### Kutipan
⁂

Esai: Mario dan Motif Keagamaan dalam Sajak-sajaknya

Oleh Hasan Aspahani

SUMBER dan bahan pengucapan puisi-puisi Mario F. Lawi (lahir 1991) dalam buku “Lelaki Bukan Malaikat” (Gramedia, 2015) adalah apa yang dekat dengannya, yaitu khazanah bibel dan kehidupan budaya dan sosial lokal Kupang, Timor, tanah kelahirannya. Kenapa? Karena, itulah hal yang sangat ia kuasai dan ia pelajari bahkan sebelum ia belajar menalar. Dengan pilihan itu, katanya, ia yang merasa sedang belajar menulis puisi terhindar spekulasi yang tidak ia kenal. Pengakuan itu ia sampaikan di buku sebelumnya, “Ekaristi” (Plotpoint, 2014), yang saya rasa masih sangat relevan untuk dikenakan ke buku ini.

⁂

### Bahan yang Disediakan
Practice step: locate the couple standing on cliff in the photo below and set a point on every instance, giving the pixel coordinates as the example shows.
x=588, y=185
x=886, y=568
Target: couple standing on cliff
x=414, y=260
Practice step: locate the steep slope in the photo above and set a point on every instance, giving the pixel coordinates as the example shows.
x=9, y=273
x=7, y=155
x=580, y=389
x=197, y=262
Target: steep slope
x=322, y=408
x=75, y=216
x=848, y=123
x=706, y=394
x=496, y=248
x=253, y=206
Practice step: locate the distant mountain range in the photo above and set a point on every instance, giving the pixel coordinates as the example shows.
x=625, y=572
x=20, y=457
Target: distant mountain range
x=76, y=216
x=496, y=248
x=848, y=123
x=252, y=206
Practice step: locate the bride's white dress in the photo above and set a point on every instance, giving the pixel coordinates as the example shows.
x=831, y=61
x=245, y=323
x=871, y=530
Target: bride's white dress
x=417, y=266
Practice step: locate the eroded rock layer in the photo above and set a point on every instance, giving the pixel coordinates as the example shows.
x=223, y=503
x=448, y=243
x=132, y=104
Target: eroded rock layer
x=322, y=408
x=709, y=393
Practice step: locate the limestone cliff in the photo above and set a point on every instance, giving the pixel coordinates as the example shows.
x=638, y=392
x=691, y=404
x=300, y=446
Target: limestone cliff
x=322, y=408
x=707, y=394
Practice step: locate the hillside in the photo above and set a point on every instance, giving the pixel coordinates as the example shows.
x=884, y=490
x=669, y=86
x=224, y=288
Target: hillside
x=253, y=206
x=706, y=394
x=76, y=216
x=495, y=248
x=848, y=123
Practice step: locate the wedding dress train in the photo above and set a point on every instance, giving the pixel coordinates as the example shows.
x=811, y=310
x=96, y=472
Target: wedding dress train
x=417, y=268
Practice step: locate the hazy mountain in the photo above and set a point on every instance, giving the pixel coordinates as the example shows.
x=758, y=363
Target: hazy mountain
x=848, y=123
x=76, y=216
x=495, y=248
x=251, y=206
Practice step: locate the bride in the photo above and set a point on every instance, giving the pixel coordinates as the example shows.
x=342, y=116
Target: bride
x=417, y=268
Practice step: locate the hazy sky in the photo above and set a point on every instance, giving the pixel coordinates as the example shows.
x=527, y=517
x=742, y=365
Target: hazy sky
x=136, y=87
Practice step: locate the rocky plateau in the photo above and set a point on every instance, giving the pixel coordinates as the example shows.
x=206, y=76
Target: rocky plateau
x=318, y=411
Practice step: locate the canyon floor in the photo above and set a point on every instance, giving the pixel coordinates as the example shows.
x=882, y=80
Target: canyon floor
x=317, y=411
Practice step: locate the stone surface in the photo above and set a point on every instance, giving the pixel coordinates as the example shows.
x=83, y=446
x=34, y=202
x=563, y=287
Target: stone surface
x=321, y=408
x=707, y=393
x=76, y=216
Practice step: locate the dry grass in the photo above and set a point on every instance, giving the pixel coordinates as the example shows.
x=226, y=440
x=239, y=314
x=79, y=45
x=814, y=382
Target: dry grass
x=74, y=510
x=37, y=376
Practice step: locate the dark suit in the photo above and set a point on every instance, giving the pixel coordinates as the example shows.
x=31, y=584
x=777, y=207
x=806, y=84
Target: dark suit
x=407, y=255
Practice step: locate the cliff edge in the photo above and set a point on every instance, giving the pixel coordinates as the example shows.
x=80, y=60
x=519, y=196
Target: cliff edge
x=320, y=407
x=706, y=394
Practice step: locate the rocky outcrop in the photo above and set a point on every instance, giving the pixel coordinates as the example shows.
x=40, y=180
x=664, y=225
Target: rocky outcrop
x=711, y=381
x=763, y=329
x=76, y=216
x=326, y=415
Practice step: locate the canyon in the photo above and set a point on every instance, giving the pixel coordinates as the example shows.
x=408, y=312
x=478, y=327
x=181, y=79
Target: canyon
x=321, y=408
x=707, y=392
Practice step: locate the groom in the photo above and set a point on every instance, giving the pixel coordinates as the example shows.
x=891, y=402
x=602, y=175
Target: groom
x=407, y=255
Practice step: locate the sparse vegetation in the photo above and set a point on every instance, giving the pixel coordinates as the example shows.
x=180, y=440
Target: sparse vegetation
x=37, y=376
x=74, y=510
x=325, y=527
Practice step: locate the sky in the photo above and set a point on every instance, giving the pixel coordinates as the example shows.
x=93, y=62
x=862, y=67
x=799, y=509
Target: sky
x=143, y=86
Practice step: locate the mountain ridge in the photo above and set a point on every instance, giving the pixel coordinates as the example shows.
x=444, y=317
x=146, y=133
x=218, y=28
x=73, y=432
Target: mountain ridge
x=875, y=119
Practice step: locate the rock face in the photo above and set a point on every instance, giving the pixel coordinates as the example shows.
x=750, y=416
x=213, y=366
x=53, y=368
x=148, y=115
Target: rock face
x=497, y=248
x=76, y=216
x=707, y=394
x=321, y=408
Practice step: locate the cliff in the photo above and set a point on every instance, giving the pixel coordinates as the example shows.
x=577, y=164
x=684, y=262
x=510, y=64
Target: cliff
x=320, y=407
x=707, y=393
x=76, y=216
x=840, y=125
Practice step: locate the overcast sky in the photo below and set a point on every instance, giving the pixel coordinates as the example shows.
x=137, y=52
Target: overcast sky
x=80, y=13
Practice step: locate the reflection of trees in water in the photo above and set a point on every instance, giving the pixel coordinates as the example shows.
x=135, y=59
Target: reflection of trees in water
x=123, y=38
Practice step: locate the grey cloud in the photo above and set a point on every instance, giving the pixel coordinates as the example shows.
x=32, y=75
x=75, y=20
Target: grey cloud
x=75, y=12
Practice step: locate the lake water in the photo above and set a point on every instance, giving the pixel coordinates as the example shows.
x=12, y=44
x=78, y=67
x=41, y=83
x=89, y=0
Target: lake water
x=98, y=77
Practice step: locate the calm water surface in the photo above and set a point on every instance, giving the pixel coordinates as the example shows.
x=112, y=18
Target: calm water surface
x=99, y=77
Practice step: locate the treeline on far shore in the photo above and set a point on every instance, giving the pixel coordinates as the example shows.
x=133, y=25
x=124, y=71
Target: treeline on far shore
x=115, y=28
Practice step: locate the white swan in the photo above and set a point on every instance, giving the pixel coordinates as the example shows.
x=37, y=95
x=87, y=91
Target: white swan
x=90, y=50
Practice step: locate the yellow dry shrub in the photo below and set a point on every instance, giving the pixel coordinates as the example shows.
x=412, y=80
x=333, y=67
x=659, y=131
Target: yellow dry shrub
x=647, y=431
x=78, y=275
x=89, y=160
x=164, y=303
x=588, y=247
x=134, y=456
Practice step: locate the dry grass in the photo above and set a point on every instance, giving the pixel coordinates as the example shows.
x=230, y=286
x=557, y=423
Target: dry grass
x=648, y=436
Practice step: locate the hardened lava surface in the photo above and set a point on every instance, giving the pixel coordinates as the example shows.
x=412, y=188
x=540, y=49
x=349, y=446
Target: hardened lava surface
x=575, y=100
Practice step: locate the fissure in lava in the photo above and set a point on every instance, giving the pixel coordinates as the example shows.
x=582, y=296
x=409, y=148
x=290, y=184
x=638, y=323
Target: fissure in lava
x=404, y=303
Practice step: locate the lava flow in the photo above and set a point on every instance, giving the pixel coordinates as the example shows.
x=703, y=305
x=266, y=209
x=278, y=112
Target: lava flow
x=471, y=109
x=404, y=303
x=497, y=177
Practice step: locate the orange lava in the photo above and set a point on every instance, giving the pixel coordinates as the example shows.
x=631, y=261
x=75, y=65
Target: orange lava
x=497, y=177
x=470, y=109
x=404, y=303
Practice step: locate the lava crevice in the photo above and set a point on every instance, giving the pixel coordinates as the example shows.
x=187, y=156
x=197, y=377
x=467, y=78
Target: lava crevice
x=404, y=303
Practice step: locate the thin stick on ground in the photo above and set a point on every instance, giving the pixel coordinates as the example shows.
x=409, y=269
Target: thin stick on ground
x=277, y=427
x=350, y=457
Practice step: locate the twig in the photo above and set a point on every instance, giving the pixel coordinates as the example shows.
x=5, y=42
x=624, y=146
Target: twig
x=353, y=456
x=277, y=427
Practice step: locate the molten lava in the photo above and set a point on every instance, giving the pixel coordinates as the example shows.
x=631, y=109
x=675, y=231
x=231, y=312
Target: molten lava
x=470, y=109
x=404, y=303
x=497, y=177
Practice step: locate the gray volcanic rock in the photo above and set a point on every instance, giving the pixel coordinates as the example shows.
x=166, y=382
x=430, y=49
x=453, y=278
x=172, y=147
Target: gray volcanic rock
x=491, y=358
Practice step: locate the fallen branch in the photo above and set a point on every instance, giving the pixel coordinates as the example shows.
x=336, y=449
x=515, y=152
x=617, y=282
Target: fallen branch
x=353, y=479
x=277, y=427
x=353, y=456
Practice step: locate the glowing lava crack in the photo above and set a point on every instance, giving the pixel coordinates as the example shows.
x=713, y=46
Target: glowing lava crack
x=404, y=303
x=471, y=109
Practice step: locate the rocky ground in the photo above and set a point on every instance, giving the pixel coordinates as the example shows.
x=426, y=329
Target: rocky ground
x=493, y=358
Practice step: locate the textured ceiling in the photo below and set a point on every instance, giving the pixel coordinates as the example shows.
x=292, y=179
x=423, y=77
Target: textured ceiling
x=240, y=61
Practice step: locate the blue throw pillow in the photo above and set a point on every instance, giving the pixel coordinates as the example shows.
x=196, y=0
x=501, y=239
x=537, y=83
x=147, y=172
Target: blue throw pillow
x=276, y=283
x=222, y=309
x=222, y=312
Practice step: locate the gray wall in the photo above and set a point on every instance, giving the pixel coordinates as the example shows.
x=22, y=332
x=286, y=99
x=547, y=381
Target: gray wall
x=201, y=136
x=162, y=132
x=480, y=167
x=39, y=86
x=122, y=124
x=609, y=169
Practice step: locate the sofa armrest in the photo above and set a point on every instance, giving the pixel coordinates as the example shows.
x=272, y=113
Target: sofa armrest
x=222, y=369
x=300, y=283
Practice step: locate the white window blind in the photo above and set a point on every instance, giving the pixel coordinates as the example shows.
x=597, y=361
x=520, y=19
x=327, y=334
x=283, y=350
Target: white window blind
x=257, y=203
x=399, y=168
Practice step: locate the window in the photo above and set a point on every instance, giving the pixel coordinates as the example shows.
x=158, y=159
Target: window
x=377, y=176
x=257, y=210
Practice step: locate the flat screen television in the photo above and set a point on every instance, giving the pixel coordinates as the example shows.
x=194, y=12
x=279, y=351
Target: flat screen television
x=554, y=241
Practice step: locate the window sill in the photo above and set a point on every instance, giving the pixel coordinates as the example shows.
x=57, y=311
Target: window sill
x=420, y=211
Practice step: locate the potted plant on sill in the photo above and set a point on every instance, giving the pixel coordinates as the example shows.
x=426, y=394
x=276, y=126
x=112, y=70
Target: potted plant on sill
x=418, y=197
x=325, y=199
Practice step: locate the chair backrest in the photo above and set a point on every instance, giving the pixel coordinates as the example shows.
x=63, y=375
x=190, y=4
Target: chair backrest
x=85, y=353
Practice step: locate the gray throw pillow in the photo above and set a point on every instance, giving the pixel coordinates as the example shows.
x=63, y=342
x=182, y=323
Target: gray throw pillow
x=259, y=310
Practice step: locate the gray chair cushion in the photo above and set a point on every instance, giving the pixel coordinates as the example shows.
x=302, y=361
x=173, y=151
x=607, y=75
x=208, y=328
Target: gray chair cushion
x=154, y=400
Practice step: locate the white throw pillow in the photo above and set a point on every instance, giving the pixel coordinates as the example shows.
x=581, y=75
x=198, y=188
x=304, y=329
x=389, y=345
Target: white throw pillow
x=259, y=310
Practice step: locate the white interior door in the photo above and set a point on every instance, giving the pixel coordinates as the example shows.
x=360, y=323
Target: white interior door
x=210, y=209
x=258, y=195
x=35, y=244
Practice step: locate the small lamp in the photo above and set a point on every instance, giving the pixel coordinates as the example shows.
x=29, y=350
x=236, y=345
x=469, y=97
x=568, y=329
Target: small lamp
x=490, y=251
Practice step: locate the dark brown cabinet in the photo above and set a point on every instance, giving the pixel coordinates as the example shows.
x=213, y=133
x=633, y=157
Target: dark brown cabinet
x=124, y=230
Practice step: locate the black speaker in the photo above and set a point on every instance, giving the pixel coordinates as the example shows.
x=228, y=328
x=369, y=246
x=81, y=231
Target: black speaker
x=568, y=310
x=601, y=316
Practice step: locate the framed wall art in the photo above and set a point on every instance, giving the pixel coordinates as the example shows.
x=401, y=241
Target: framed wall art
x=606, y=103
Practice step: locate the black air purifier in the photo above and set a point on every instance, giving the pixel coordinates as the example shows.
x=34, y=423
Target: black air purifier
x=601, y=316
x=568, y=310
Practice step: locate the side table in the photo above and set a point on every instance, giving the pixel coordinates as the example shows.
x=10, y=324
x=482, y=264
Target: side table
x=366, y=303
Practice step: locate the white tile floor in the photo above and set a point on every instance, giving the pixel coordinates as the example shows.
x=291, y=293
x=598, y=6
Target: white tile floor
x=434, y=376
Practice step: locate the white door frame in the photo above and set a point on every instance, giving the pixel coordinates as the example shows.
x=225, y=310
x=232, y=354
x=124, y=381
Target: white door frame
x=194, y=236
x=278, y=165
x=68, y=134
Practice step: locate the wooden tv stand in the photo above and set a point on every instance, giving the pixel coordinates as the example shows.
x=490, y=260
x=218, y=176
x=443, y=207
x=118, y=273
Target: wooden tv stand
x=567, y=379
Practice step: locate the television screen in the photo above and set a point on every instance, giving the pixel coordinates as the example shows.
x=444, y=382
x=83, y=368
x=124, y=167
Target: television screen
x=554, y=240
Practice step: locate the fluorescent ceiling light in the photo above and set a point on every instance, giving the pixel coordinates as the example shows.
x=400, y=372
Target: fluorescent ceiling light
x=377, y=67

⁂

### Soal dan Tugas
(1) Tuliskan kembali bagian esai tentang sajak-sajak Mario F. Lawi, mulai dari "SUMBER dan bahan" sampai dengan "ke buku ini.".
(2) Sambung esai tentang sajak-sajak Mario F. Lawi, dimulai tepat setelah kalimat terakhirnya.

### Jawaban per Soal
(1)
SUMBER dan bahan pengucapan puisi-puisi Mario F. Lawi (lahir 1991) dalam buku “Lelaki Bukan Malaikat” (Gramedia, 2015) adalah apa yang dekat dengannya, yaitu khazanah bibel dan kehidupan budaya dan sosial lokal Kupang, Timor, tanah kelahirannya. Kenapa? Karena, itulah hal yang sangat ia kuasai dan ia pelajari bahkan sebelum ia belajar menalar. Dengan pilihan itu, katanya, ia yang merasa sedang belajar menulis puisi terhindar spekulasi yang tidak ia kenal. Pengakuan itu ia sampaikan di buku sebelumnya, “Ekaristi” (Plotpoint, 2014), yang saya rasa masih sangat relevan untuk dikenakan ke buku ini.

(2)
Pilihan itu, dan tentu juga karena bakatnya yang besar, membuat dia lekas melesat di jagad kepenyairan Indonesia. Melesat di sini, bukan hanya perkara waktu meraih reputasi itu, tapi juga peneguhan identitas estetisnya. Sama-sama berlatar pendidikan di sekolah menengah atas seminari Katolik, Mario jelas berbeda dengan penyair senior kita Joko Pinurbo. Pada Joko Pinurbo, latar belakang dan nilai-nilai religius dari apa yang ia imani seringkali hadir secara sublim dan menyaran lembut. Sementara Mario menghadirkan saja apa yang ia pahami itu, menjadi ungkapan yang ramai, dan kadang terasa jenuh.

Ini bukan soal bagus atau buruk, ini soal perbedaan jalur yang ditempuh. Karena itu, tidak seperti sajak Joko Pinurbo yang bisa dianggap lepas atau berada dalam ikatan yang longgar dengan suasana keagamaan, sajak-sajak Mario justru akan menarik bila dibandingkan dengan sajak-sajak yang pekat dengan ungkapan ketuhanan yang ditulis misalnya oleh dua penyair terdahulu, J.E. Tatengkeng (1907-1968) dan Fridolin Ukur (1930-2003).

Sampul “Lelaki bukan Malaikat”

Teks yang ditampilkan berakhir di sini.